Problem statement | Would you please set down the entries below exactly as shown?
Data listing Block Start
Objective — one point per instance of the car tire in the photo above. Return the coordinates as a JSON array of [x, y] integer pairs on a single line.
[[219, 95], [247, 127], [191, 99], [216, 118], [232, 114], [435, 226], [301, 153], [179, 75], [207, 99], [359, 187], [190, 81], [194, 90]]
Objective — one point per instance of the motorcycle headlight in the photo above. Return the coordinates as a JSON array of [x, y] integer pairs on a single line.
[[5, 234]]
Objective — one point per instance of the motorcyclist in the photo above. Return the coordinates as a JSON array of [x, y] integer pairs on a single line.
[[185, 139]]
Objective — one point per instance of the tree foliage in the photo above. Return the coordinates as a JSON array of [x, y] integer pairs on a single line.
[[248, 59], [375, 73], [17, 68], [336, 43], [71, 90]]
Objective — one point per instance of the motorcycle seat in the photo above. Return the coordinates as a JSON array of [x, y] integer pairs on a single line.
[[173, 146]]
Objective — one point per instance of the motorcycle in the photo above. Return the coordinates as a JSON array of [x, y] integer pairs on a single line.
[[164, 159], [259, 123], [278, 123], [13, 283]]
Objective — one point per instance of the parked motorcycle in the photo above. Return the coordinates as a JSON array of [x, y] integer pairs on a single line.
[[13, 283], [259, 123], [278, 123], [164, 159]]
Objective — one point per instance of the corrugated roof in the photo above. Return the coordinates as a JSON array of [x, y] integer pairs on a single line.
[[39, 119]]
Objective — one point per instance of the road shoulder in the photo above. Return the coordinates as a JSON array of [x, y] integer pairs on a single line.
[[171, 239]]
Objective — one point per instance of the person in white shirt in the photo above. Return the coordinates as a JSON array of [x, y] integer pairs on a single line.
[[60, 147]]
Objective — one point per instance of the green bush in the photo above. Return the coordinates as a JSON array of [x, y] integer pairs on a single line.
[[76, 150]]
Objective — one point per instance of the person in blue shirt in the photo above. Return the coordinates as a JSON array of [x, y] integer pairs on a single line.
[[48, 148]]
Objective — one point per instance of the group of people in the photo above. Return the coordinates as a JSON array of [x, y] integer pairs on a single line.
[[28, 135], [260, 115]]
Data listing Block End
Answer to the exercise |
Objective — one point per instance of the car tire in the photo above. Return the coordinates as a JSON array of [x, y] integer pairs on a single line.
[[219, 95], [247, 127], [191, 99], [216, 118], [232, 114], [435, 226], [301, 153], [179, 75], [207, 99], [359, 187], [190, 81], [194, 90]]
Objective — one point per instance of the motorcycle headlight in the photo above. Return the coordinates as a JSON array of [x, y] integer pairs on a single line.
[[5, 234]]
Objective — one point per instance of the motorcyclist in the photo above. Return the coordinates as a JSON array of [x, y] integer pairs on a single line.
[[185, 139]]
Objective — one point per instance of the tree foliage in the photo above. Return the coordinates as a JSON array of [x, y] integer pairs on a single line.
[[248, 59], [375, 73], [17, 68], [336, 43], [71, 90]]
Objective — one point per instance of the motorcycle seat in the photo above. Return the coordinates as a JSON array of [x, y] integer pairs on a single line.
[[173, 146]]
Objective — one point per instance of the motorcycle in the photo above. Return the coordinates as a JSON array of [x, y] integer pairs on a single line.
[[164, 159], [259, 123], [278, 123], [13, 283]]
Objective — one point per instance of the parked motorcycle in the photo above. Return the coordinates as a JSON array of [x, y] integer pairs on a single line.
[[13, 283], [259, 123], [278, 123], [164, 159]]
Objective — one point per instance of the corrugated roof in the photo above. Return the coordinates as a JSON array of [x, y] integer pairs on a single line.
[[39, 119]]
Objective — one point per instance of the road shoulder in the photo above. Return the coordinates as a JSON array of [x, y] integer pairs on a single line.
[[171, 239]]
Objective — one point per instance of the person in white shirt in the photo above. Return the coordinates as a JSON array of [x, y] integer pairs on a single line.
[[60, 147]]
Objective — one point per instance of the green bush in the photo above. Return the coordinates as a JSON array of [x, y] integer pairs on a single line.
[[76, 150]]
Objective — one point per instance of the person in blue shirt in the photo above. Return the coordinates as a JSON array of [x, y] integer pairs on a single line.
[[48, 148]]
Objective — one point per instance of the group of people in the photo above. Return the coordinates as a JSON array of [x, y] integer pairs on a single line.
[[28, 135], [260, 115]]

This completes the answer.